#### Given records ####

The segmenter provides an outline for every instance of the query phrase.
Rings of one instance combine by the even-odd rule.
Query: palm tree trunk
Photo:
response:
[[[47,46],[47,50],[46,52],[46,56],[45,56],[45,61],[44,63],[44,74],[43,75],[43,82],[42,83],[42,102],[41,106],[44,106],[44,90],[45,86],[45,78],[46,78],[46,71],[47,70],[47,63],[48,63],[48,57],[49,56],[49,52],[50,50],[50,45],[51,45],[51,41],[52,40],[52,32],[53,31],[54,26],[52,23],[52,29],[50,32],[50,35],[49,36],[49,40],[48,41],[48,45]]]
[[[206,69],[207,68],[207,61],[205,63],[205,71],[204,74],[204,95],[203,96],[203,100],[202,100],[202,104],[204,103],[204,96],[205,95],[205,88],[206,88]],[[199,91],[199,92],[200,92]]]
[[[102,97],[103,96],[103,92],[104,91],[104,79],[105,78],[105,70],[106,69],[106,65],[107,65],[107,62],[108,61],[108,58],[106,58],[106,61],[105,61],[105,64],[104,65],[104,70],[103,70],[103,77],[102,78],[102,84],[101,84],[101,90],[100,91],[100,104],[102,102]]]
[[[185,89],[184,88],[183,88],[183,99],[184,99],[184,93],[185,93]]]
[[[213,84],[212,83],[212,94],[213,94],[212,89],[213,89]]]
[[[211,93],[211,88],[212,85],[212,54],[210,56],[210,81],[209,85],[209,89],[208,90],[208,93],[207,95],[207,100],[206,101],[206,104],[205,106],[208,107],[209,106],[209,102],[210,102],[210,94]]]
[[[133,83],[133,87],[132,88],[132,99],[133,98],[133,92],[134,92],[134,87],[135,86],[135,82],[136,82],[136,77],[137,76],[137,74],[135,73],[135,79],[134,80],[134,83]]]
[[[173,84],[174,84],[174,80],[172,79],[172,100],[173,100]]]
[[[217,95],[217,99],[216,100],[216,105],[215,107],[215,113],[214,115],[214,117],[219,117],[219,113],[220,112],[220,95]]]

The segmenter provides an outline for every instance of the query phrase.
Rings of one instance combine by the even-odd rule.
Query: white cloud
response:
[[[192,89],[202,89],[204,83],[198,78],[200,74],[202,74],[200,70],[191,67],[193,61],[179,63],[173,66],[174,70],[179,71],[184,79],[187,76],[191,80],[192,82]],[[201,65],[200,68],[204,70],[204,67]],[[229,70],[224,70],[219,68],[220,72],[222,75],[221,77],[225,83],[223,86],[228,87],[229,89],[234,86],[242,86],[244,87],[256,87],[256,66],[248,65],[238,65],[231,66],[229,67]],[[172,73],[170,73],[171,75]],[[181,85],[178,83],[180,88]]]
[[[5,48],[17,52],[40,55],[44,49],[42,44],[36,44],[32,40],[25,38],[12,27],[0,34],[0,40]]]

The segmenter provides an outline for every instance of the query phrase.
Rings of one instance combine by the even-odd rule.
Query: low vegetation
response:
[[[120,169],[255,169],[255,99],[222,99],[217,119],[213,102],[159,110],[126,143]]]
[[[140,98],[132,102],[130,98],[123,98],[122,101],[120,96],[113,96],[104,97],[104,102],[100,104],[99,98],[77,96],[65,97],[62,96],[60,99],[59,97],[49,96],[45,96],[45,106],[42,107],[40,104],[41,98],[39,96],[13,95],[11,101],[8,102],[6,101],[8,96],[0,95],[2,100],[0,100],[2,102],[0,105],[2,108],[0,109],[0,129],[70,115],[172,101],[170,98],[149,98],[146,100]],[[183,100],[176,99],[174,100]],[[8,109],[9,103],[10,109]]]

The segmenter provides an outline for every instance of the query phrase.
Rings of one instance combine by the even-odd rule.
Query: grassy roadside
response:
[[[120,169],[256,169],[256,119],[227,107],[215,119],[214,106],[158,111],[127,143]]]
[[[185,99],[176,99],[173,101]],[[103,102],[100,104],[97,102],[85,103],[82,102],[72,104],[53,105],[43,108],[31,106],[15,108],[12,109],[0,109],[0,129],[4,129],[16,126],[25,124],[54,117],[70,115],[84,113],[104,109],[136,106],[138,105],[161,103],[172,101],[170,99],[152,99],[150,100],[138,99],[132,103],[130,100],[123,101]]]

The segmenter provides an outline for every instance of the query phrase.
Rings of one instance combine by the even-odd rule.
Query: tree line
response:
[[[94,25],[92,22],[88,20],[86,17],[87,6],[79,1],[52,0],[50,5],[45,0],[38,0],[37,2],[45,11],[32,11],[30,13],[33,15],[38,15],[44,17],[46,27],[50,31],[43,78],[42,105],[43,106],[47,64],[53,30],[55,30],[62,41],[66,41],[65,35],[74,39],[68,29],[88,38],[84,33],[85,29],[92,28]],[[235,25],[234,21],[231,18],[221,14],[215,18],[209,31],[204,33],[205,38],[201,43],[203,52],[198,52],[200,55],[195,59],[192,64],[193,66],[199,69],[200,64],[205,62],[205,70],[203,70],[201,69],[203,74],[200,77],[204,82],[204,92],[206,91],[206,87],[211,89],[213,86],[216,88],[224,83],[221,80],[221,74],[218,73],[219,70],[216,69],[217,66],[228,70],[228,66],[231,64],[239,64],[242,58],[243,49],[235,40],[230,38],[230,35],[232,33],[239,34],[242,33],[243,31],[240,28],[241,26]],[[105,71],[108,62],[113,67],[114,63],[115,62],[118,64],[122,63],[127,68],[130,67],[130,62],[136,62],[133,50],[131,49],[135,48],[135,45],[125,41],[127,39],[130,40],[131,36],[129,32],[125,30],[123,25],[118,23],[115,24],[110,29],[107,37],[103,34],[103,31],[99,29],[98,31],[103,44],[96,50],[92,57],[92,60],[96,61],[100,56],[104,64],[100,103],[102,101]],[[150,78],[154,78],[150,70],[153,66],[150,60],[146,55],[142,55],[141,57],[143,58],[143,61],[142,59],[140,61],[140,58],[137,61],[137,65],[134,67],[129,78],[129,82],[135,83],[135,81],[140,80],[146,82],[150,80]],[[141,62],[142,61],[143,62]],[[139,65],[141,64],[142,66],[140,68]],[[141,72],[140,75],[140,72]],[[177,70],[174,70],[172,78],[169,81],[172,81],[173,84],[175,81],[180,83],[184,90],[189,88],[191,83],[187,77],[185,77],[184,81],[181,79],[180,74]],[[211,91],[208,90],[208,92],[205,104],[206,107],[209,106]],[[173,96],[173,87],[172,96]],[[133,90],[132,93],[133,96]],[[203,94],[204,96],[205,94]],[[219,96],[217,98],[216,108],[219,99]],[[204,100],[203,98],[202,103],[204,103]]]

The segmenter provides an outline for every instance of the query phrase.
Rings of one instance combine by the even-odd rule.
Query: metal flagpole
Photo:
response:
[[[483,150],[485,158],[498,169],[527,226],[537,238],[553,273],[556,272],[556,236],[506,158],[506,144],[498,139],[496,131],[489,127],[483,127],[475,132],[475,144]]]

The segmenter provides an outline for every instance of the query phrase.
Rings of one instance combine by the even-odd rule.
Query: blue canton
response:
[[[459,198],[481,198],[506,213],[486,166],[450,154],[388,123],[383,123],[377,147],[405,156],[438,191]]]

####

Copy every line from the first one up to and including the line with "[[[173,84],[174,84],[174,80],[172,79],[172,100],[173,100]]]", and shift each coordinate in the polygon outlines by adding 134 to it.

The segmenter provides an outline for every instance of the query phrase.
Rings of one instance combine by the even-odd rule.
Query: palm tree trunk
Photo:
response:
[[[181,180],[181,184],[180,186],[180,190],[179,190],[179,195],[178,197],[178,208],[177,209],[177,216],[176,217],[176,236],[175,240],[178,240],[178,224],[179,220],[179,212],[180,212],[180,205],[181,204],[181,197],[182,197],[182,191],[183,190],[183,186],[184,184],[184,179],[185,179],[185,175],[186,174],[186,166],[187,165],[188,160],[186,157],[186,163],[184,166],[184,169],[183,170],[183,174],[182,175],[182,179]]]
[[[340,203],[341,202],[341,195],[339,197],[339,205],[338,208],[338,229],[337,230],[337,234],[336,234],[336,238],[338,237],[338,230],[339,229],[339,222],[340,222]],[[333,225],[333,226],[334,226]]]
[[[236,231],[237,230],[237,226],[238,225],[238,213],[239,212],[239,204],[240,203],[240,199],[241,199],[241,196],[242,195],[242,192],[240,192],[240,195],[239,195],[239,198],[238,199],[238,204],[237,204],[237,211],[236,212],[236,218],[235,218],[235,224],[234,225],[234,238],[236,236]]]
[[[319,223],[318,222],[317,222],[317,233],[318,233],[318,227],[319,227]]]
[[[347,218],[346,217],[346,228],[347,228],[346,223],[347,223]]]
[[[345,227],[345,222],[346,219],[346,188],[344,190],[344,215],[343,219],[343,223],[342,224],[342,227],[341,229],[341,234],[340,235],[340,238],[339,240],[342,241],[343,240],[343,236],[344,236],[344,228]]]
[[[267,217],[267,221],[266,222],[266,233],[267,232],[267,226],[268,226],[268,221],[269,220],[269,216],[270,216],[270,211],[271,210],[271,208],[269,207],[269,213],[268,214],[268,217]]]
[[[307,218],[308,218],[308,214],[306,213],[306,234],[307,234]]]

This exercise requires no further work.